-- Task requirements --
Resume the passage below on CIAT's work helping small farmers in Vietnam and Central America, picking up right after its final sentence.

-- Text under study --

*-*-*

In Southeast Asia, with support from the Swiss Agency for Development and Cooperation (SDC), CIAT and local partners are helping farmer groups in six districts of Vietnam to diversify into higher value products using its four-step agroenterprise development process. A major success to date has been a significant increase in peanut production. This was achieved through a technique known as market chain analysis, which brings all players in the chain together in a participatory approach to problem solving. Mark Lundy is an agroenterprise specialist and the main architect of CIAT’s learning alliances. He notes that in Central America, where the learning alliance is supported by Canada’s International Development Research Centre (IDRC), there is strong consumer interest in high-value products, including organically grown produce.

Many poor farmers in Central America live in environmentally sensitive highland areas, where they try to make a living from tiny holdings, often just a hectare or two. Together, the farmers and service organizations with which CIAT has worked decided that, with so little land available, intensive vegetable production would be a good bet. But the big urban supermarket buyers are very demanding about quality and also about the use of ecologically sound production practices. So the farmers, says Lundy, have to consider many factors as they switch into or enhance vegetable production. Besides economic feasibility, they have to decide on the types of inputs they will use and how they are going to manage their natural resources sustainably.

There’s also the issue of product volume. Fortunately, scaling up to provide a sufficient quantity of quality products creates postproduction jobs—sorting, grading, washing, and packing—which tend to benefit women. “It’s a simple kind of value adding, but it’s occurring at or near the farm level,” says Lundy. He cites the example of a project in El Salvador, where farmers produce high-quality vegetables for a city supermarket with backing from CRS. “This project has generated livelihoods, not just for smallholders, but also for family members who help prepare the vegetables for delivery.”

*-*-*

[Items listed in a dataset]

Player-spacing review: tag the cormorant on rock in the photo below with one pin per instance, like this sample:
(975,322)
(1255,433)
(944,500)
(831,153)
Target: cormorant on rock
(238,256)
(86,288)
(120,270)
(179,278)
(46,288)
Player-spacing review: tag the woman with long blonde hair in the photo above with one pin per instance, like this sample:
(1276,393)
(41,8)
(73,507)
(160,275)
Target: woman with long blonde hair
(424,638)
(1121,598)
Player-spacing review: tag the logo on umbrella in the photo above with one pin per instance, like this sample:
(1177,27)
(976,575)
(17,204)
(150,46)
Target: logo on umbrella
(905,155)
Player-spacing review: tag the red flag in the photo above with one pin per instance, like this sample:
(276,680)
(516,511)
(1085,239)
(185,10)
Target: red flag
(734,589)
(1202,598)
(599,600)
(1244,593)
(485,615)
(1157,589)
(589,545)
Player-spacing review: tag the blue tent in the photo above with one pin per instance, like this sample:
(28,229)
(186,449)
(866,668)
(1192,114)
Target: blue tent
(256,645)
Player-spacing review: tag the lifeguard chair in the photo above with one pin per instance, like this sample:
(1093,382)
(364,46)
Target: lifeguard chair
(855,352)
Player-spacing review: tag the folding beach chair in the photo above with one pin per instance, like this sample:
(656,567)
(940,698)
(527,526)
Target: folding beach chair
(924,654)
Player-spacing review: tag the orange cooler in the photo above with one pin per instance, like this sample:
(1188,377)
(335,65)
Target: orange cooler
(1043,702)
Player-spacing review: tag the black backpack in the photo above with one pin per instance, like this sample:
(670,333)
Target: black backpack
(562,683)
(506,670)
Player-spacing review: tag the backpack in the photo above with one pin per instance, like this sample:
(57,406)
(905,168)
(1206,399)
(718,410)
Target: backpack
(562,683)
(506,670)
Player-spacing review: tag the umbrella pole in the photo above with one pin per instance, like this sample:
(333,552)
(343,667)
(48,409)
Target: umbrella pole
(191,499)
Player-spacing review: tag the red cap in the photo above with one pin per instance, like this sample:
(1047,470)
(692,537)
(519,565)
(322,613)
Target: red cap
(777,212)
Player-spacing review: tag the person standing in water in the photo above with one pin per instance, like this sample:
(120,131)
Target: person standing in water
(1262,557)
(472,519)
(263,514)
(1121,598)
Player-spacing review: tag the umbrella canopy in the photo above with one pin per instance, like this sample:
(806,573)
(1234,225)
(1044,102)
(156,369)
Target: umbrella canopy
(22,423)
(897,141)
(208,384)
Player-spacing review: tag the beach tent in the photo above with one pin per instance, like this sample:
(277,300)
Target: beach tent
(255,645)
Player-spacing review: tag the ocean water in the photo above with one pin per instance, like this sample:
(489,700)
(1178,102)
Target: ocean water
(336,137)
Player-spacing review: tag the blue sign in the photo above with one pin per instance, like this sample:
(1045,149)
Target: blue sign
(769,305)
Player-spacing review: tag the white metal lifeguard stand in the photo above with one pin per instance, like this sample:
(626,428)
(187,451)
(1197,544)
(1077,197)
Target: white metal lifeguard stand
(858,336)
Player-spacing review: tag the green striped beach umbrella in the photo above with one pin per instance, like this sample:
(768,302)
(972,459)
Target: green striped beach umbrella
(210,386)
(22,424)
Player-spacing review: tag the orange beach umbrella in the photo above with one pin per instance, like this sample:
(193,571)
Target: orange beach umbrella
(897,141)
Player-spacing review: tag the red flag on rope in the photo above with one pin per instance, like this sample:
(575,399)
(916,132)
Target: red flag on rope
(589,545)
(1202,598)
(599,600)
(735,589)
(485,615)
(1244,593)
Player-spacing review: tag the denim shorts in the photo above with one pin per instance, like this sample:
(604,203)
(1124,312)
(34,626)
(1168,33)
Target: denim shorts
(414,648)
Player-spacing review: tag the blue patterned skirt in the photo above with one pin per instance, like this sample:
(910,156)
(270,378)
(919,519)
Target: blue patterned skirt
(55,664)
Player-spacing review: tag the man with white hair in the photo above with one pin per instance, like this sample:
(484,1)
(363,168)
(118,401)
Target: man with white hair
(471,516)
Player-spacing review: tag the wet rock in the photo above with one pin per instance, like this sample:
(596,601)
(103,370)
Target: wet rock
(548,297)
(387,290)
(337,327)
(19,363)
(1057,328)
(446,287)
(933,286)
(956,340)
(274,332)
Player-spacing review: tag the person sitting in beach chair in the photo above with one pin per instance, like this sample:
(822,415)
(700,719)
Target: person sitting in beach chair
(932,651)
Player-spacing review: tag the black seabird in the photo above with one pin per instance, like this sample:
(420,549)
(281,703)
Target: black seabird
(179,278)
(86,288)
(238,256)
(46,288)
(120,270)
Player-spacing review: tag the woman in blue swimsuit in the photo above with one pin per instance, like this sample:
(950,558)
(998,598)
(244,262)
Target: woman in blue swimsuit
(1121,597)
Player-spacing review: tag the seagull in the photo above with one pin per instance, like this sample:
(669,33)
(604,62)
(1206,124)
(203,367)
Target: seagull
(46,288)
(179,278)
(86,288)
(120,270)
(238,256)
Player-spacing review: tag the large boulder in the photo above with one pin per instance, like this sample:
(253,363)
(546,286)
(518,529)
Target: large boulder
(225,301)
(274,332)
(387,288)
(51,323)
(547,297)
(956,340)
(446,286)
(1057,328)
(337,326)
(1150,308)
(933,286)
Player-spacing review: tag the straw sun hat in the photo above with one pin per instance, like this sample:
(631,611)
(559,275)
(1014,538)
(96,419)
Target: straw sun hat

*-*-*

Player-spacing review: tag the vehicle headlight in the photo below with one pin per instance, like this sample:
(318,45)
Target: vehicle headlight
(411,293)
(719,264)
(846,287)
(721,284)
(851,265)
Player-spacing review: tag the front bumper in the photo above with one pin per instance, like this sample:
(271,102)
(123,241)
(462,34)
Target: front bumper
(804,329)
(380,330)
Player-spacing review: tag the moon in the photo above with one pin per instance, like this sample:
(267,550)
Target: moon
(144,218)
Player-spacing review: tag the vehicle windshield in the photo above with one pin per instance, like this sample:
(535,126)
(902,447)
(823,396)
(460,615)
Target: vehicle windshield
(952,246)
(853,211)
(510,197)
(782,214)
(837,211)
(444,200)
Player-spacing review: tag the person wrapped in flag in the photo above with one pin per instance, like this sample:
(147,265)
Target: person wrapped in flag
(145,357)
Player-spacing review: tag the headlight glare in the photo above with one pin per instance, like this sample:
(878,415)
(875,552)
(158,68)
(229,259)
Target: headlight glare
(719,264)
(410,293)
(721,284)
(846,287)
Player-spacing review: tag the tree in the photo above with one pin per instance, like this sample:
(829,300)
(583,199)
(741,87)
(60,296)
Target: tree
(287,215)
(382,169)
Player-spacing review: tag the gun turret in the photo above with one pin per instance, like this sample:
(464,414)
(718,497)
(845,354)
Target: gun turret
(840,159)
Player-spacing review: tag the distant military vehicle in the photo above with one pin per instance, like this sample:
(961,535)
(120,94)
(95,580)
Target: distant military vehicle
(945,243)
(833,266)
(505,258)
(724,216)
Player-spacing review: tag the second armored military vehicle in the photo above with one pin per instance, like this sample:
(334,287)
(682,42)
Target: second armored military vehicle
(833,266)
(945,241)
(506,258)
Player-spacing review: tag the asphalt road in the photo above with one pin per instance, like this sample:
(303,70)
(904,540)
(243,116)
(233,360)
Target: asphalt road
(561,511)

*-*-*

-- Your response --
The high-value horn of plenty

That and the other experiences and achievements described in this report reflect a conviction that CIAT shares with growing numbers of scientists, development practitioners, and rural people: The journey toward sustainable livelihoods depends, not just on the staple foods that sustain life, but also on a cornucopia (the “horn of plenty” from Greek mythology) of higher value products that could improve life’s quality.

Based on its work and accomplishments so far, what has CIAT learned about tapping the potential of such products for reducing rural poverty? One clear lesson is that, while building on our traditional strengths in crop improvement, we must learn to exercise those strengths differently.

In research on cassava and tropical forages, for example, this means developing new traits or promoting uses of crops that better enable farmers to seize emerging market opportunities. Another challenge is to derive generic tools and approaches (sometimes from work that originally centered on staple foods), which our development partners can adapt and apply to a wide range of tropical products. For example, the robust participatory methods devised by CIAT’s agroenterprise project build on our experience in developing new markets for cassava.

To guarantee that such methods are widely implemented and can achieve large-scale impact, we must also create more effective models of collaboration, such as CLAYUCA and the learning alliances described above, which involve traditional and nontraditional partners. Precisely because the high-value horn of plenty offers so many possibilities, it will take an unprecedented collaborative effort to identify and develop options that can deliver on the promise of high-value products.